◆ Texte de la page ◆
Charlotte Manzini. Par exemple, dans son intérêt pour la caricature. La caricature extrait la beauté de la laideur, comme Les Fleurs du mal, elle en est l’équivalent pictural. Il est ainsi l’un des premiers à saluer Goya et Daumier. Dès ses premiers Salons, il annonce une étude sur la caricature, dont il exécutera trois fragments, l’Essai sur le rire et les essais sur les caricaturistes français et étrangers. Quant à la première Histoire de la caricature, c’est son ami Champfleury, par ailleurs ardent défenseur de Courbet, qui l’écrira… en se référant plus d’une fois à Baudelaire.

Baudelaire rate Manet et admire beaucoup d’artistes dont on ignore le nom aujourd’hui. Avait-il si bon œil que cela ?

◆ Consigne ◆
Restituez tel quel le passage du texte sur Baudelaire et la caricature qui va de « Charlotte Manzini. Par » à « œil que cela ? ».

◆ Données enregistrées ◆
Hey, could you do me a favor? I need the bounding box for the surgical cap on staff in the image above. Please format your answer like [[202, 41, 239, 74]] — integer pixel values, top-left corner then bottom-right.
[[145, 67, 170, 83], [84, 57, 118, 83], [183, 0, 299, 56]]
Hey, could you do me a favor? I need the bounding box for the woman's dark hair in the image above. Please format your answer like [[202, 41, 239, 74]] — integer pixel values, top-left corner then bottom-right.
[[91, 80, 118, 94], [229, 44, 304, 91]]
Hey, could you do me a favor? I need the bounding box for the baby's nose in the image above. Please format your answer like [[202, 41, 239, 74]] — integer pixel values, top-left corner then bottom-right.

◆ Réponse rédigée ◆
Charlotte Manzini. Par exemple, dans son intérêt pour la caricature. La caricature extrait la beauté de la laideur, comme Les Fleurs du mal, elle en est l’équivalent pictural. Il est ainsi l’un des premiers à saluer Goya et Daumier. Dès ses premiers Salons, il annonce une étude sur la caricature, dont il exécutera trois fragments, l’Essai sur le rire et les essais sur les caricaturistes français et étrangers. Quant à la première Histoire de la caricature, c’est son ami Champfleury, par ailleurs ardent défenseur de Courbet, qui l’écrira… en se référant plus d’une fois à Baudelaire.

Baudelaire rate Manet et admire beaucoup d’artistes dont on ignore le nom aujourd’hui. Avait-il si bon œil que cela ?